— Start of Record list —

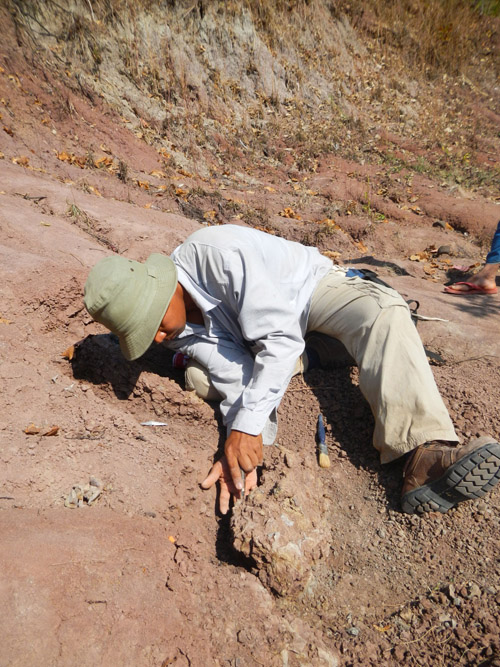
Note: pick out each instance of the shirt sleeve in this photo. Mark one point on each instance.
(270, 325)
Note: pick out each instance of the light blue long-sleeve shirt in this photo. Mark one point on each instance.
(254, 291)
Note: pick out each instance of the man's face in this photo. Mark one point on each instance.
(174, 320)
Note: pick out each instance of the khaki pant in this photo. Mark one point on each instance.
(374, 324)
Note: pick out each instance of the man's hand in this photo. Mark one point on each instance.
(220, 473)
(243, 452)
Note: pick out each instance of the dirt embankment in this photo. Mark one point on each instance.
(125, 129)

— End of Record list —

▶ Task instructions
Retype every one of the records above word for word, leaving out the pictures.

▶ Reply
Note: pick out each instance of the shirt sleeve in this photo. Mark one point on each instance.
(270, 325)
Note: pick out each instance of the light blue long-sleeve shirt in this photo. Mark one point on each instance.
(254, 291)
Note: pick out each instance of the man's face in this photo. Mark one point on each instance.
(174, 320)
Note: pick out each instance of the khaki pant in this photo. Mark one point on each instance.
(374, 324)
Note: pick out each instance of the man's hand in this photo. Mark one point on each instance.
(220, 473)
(243, 452)
Note: pick out each instance of the dirt embankment in this photo. Mark one point on each instance.
(125, 129)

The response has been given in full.